SHORT TASK A: Quote everything from "Minimum Rates of Excise" down to "review is awaited." in the committee report excerpt on EU minimum alcohol duty rates, reproducing the words unchanged.

* start EXCERPT PROVIDED *

Select Committee on Scottish Affairs First Report


5. EU minimum rates

63. In European Union terms the economic complexities created in the domestic market by the application of various levels of excise duty on different types of alcohol are exacerbated by the Rates Directive of 1992 which created the minimum rates system. This was a fudge arrangement agreed to in advance of the start of the Single Market. It allows member states to set their own levels of excise duty, subject to a statutory basic minimum. In the words of the memorandum from the European Commission: "It can be said that, largely, the minimum rates merely reflect the situation that existed prior to 1 January 1993. The result is that Member States currently apply widely divergent rates".[73] The document further states that "divergent rates ...can lead to increased cross-border purchasing and, indeed, fraud and smuggling".[74] EU minimum rates of duty for alcohol are as follows:

Minimum Rates of Excise Duty for Alcohol
Spirits550 euro per hectolitre of pure alcohol
Intermediate products   45 euro per hectolitre (ie. fortified wines) of finished product
WineZero rate
Beer1.87 euro per degree of alcohol of finished product per hectolitre (or 0.748 euro per hectolitre per degree Plato)

64. In March 2000 the European Commission announced that it would undertake both a study on competition between the various types of alcoholic drinks and a consultation exercise. It promised to report by the end of 2000.[75] The competition study became available in February 2001. The Commission's report of its review is awaited.

* end EXCERPT PROVIDED *
* start RECORDED DATA *

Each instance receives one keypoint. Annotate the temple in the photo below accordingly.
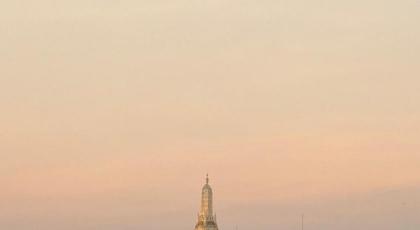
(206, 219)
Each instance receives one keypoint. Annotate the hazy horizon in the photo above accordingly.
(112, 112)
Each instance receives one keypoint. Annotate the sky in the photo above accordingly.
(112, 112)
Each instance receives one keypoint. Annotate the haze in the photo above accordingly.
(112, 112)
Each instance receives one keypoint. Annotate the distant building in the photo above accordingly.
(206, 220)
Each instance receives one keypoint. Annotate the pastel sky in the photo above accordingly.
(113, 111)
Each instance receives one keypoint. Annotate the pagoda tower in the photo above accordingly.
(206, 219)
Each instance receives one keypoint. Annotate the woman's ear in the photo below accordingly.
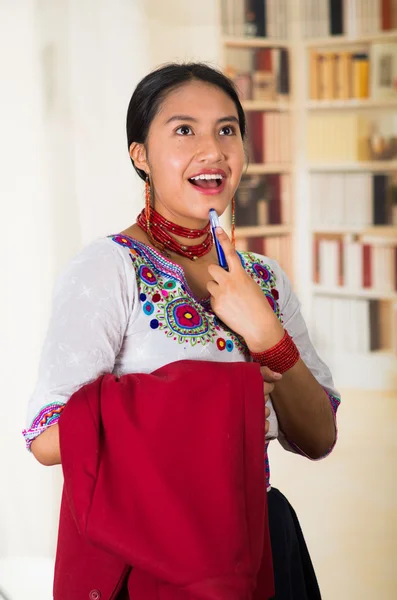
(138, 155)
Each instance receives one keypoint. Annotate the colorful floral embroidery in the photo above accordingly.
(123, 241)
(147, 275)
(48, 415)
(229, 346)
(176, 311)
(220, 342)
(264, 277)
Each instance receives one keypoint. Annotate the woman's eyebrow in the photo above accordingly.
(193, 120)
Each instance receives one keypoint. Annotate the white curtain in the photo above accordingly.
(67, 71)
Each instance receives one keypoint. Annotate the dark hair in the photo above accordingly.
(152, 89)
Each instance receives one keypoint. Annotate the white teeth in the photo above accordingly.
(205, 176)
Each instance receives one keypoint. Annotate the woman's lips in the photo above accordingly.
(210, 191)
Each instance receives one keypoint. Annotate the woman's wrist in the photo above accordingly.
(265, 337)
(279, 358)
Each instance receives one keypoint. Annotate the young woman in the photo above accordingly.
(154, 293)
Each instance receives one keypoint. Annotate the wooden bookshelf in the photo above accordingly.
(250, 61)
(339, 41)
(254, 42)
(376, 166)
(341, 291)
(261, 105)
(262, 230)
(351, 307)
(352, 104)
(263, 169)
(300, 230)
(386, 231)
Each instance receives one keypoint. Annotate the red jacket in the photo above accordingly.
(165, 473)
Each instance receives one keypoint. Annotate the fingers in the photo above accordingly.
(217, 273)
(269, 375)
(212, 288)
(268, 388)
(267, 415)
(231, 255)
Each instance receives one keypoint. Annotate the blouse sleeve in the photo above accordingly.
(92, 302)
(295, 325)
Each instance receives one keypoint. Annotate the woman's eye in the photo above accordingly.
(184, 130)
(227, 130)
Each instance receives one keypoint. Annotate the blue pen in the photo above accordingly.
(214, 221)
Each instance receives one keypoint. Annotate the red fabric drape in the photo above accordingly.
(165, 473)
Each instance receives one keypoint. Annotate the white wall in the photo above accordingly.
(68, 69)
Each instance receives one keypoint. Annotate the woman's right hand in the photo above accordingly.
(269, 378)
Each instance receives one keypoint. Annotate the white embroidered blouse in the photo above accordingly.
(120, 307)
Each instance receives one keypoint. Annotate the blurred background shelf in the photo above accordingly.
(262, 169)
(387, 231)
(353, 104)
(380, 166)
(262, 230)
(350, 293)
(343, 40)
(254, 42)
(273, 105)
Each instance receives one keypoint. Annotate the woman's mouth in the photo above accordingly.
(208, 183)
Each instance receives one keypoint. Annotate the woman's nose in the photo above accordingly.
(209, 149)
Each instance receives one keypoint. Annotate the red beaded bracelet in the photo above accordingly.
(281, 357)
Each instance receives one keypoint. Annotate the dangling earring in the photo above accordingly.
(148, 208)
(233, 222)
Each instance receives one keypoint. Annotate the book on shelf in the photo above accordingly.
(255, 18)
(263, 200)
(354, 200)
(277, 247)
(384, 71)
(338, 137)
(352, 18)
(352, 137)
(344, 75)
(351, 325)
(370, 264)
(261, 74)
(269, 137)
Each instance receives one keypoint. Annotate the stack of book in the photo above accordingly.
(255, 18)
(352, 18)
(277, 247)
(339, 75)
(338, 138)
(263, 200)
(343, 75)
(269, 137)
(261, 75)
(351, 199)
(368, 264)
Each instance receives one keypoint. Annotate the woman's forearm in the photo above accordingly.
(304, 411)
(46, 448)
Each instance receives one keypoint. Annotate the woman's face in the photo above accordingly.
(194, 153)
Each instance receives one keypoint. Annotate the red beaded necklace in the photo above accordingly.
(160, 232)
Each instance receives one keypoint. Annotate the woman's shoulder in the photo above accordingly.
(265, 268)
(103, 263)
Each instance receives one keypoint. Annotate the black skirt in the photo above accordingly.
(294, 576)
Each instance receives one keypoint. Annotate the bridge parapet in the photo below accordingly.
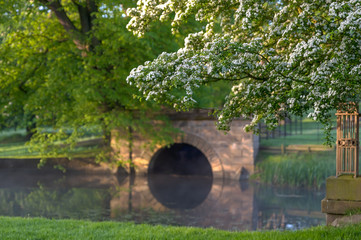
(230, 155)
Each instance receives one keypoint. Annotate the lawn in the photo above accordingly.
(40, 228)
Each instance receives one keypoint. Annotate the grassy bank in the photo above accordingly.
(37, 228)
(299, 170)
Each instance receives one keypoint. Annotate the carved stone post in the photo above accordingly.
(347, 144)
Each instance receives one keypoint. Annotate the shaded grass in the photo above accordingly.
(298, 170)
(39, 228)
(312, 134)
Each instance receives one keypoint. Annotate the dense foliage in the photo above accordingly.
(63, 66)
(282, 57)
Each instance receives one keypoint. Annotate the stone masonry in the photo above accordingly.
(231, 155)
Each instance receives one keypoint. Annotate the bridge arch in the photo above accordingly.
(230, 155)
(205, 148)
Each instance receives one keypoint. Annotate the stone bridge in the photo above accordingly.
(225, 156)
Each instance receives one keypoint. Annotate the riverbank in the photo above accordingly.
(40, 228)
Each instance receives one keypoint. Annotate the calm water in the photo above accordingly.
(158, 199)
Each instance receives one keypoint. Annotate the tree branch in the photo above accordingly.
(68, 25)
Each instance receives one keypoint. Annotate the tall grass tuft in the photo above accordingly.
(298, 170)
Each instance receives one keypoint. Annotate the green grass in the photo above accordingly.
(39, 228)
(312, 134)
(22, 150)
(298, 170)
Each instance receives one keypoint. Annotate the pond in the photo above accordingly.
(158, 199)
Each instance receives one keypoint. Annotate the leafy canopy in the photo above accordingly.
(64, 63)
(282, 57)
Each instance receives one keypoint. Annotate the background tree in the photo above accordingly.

* end RECORDED DATA *
* start RECORDED DATA *

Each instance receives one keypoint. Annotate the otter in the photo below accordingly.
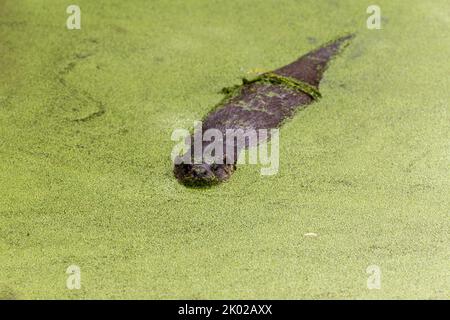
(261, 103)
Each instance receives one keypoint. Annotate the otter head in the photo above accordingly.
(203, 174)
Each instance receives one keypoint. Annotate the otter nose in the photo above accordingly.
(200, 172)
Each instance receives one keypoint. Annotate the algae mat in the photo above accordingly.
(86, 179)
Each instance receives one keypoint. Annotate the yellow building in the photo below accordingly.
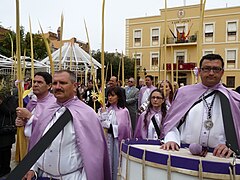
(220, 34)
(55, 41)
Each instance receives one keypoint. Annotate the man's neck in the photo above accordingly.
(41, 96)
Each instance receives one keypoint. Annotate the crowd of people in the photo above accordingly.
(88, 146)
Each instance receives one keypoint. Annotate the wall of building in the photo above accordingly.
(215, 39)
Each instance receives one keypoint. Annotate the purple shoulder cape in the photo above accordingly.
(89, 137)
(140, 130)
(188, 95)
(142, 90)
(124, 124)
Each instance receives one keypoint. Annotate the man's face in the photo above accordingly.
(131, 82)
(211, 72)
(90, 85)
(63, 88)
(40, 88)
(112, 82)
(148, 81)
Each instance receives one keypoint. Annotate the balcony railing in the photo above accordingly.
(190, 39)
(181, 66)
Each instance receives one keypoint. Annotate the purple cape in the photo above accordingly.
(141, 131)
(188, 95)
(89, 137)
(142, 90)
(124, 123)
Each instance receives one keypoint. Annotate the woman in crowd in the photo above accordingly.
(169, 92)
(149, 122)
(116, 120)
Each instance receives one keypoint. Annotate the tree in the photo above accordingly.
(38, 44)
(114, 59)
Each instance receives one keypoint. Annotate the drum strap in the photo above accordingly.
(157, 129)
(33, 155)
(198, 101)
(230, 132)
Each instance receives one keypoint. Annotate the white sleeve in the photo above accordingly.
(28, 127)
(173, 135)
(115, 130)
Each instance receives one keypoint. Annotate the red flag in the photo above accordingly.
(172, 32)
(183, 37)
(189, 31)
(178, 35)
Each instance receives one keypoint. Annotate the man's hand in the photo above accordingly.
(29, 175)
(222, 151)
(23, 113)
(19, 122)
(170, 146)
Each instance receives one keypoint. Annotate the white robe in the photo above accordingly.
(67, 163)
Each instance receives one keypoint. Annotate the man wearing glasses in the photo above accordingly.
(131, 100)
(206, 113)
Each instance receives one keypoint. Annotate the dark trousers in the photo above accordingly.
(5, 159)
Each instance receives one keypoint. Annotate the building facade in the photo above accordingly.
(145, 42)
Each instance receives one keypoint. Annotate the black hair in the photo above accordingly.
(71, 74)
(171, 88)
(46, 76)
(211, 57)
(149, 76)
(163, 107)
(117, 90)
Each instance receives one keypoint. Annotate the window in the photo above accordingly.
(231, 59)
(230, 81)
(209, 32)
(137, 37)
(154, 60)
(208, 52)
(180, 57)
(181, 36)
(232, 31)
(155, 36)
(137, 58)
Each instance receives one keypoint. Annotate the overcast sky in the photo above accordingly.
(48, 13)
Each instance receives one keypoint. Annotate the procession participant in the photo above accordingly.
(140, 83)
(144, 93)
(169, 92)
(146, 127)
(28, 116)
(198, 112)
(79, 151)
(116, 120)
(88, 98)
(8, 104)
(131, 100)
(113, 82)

* end RECORDED DATA *
* start RECORDED DATA *

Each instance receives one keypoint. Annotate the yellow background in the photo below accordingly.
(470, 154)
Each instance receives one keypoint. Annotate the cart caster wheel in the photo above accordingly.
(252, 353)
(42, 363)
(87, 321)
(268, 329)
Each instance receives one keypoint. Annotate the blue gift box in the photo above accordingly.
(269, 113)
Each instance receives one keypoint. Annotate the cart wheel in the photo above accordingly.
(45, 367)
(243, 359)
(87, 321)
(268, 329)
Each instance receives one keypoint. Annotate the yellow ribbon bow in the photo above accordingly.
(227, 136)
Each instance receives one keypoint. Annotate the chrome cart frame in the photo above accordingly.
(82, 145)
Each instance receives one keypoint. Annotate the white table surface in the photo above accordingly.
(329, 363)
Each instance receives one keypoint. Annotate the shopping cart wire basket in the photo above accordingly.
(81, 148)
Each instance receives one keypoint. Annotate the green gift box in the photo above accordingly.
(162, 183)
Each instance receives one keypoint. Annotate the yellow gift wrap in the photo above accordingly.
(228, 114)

* end RECORDED DATA *

SHORT TASK B: Copy out every line of the entries above that contains the word "hair".

FINISHED ANSWER A:
Minimum Rates of Excise Duty for Alcohol
Spirits550 euro per hectolitre of pure alcohol
Intermediate products   45 euro per hectolitre (ie. fortified wines) of finished product
WineZero rate
Beer1.87 euro per degree of alcohol of finished product per hectolitre (or 0.748 euro per hectolitre per degree Plato)

64. In March 2000 the European Commission announced that it would undertake both a study on competition between the various types of alcoholic drinks and a consultation exercise. It promised to report by the end of 2000.[75] The competition study became available in February 2001. The Commission's report of its review is awaited.

FINISHED ANSWER B:
Each instance receives one keypoint. Annotate the dark hair in the photo above accordingly.
Each instance receives one keypoint. Annotate the black hair in the photo above accordingly.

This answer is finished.